**Provided records**:
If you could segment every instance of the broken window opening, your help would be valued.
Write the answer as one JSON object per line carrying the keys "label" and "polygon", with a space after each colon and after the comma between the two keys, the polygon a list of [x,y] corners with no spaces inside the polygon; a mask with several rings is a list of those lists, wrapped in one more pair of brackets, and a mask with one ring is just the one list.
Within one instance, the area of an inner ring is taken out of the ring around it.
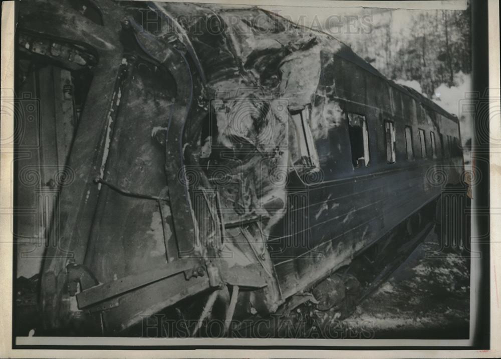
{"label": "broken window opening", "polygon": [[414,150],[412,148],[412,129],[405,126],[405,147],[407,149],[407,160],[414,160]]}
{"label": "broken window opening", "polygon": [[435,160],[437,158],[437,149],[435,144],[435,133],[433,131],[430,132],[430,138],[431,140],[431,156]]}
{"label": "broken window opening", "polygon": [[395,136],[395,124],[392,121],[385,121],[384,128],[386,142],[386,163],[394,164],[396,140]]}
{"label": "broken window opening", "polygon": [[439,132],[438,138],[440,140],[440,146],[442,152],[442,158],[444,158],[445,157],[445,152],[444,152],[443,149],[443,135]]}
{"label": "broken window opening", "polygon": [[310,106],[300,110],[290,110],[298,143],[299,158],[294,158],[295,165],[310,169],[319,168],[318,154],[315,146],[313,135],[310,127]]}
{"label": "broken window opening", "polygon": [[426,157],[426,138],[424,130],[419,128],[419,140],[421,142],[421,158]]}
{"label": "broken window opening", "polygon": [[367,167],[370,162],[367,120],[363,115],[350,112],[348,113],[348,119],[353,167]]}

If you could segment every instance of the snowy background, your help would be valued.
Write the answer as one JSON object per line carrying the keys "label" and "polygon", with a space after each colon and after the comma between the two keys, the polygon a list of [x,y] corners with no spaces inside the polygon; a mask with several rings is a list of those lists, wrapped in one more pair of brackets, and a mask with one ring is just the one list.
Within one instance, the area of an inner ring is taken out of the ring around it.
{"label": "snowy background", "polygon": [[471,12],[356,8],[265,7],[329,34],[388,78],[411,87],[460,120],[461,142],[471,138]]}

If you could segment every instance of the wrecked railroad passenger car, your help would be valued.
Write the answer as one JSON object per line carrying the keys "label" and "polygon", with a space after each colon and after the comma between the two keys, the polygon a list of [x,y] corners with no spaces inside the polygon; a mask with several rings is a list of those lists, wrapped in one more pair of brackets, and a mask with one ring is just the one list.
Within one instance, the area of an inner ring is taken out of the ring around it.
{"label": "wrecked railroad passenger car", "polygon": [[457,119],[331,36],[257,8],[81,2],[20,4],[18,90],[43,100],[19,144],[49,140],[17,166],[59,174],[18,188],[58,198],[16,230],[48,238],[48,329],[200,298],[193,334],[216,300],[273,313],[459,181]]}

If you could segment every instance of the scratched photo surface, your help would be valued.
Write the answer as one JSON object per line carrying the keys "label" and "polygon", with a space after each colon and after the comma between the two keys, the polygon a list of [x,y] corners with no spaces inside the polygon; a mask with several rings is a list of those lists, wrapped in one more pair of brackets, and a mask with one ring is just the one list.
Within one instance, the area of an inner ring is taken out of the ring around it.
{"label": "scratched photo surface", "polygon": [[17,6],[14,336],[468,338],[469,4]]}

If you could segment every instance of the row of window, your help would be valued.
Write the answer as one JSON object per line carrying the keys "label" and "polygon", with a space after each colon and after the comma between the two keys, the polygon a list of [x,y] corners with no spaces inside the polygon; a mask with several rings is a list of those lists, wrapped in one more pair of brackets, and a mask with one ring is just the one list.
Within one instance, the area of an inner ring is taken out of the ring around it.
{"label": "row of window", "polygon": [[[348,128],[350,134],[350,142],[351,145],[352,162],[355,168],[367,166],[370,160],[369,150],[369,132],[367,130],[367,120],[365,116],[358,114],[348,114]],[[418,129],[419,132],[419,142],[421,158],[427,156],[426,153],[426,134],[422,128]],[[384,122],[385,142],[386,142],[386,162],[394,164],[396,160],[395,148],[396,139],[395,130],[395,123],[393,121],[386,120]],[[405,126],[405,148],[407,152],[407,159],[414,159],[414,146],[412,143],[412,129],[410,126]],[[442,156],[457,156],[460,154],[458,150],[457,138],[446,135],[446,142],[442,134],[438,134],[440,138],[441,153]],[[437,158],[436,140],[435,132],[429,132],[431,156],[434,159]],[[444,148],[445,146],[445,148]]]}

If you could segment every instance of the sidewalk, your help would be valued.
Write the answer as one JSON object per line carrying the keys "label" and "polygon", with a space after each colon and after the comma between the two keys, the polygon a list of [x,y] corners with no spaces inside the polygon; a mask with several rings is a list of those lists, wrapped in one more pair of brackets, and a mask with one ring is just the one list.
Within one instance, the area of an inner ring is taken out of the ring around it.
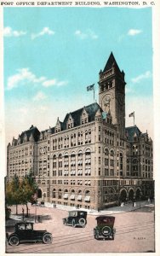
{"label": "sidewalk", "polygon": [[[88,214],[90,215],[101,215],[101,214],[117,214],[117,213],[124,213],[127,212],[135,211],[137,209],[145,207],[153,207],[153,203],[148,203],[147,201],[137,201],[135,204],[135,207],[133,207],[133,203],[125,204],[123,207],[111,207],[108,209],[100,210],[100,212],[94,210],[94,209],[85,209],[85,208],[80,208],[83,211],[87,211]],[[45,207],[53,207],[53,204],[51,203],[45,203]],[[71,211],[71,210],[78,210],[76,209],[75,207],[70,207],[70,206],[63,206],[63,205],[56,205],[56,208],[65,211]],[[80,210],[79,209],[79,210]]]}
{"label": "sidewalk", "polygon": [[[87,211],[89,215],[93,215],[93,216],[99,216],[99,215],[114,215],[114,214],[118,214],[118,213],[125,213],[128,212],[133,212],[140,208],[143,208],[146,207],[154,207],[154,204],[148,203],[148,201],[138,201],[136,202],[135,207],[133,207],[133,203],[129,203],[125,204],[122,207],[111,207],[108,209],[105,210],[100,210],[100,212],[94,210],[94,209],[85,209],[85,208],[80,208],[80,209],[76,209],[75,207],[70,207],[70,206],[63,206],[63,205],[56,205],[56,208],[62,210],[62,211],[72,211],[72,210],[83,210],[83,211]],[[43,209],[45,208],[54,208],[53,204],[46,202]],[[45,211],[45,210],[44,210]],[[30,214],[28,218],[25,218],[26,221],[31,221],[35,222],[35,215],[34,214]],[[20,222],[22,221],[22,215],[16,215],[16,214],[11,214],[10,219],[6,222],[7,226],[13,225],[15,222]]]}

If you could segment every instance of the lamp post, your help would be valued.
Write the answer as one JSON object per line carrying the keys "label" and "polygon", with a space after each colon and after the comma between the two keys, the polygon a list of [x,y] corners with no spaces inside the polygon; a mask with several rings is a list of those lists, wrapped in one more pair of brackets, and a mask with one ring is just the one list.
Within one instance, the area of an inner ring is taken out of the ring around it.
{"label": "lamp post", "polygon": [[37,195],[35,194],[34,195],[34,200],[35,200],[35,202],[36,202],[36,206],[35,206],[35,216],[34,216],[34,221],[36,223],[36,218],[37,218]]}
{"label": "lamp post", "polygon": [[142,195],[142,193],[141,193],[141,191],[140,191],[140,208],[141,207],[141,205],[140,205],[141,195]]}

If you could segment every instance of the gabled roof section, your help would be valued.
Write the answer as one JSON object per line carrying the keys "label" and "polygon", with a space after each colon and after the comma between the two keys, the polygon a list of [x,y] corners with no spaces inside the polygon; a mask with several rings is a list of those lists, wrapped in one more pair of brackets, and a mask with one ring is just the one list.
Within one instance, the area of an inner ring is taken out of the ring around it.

--

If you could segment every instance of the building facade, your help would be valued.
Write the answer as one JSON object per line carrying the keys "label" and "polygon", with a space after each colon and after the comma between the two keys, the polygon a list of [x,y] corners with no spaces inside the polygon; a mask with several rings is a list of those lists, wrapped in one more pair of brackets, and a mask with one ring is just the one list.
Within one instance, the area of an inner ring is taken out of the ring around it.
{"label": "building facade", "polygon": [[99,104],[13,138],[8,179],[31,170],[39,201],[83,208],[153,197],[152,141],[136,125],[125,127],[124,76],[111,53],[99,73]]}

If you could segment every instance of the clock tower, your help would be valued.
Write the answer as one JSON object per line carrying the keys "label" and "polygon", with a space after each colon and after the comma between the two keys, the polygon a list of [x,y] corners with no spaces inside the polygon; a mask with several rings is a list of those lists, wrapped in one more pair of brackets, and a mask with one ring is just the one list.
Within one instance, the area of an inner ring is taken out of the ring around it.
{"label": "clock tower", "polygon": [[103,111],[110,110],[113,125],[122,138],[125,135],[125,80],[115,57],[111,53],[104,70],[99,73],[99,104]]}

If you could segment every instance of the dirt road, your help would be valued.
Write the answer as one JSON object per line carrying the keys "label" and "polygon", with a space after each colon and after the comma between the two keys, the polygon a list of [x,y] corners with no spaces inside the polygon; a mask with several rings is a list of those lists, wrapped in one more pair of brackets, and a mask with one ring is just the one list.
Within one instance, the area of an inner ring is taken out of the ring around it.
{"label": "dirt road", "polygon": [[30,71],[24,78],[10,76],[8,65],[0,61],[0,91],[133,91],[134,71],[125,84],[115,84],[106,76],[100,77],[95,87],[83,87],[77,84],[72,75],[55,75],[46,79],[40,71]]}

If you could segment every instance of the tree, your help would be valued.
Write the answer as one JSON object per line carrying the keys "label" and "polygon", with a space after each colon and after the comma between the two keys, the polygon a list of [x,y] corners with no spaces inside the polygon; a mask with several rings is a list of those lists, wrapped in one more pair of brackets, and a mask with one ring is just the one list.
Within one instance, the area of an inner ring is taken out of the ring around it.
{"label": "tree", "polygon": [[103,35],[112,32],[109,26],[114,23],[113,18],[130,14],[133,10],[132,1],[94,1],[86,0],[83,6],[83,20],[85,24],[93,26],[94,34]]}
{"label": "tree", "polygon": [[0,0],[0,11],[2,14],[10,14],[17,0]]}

**Exercise aim**: How many lines of the listing contain the word "scratched"? Reply with the number alone.

**Response to this task**: 2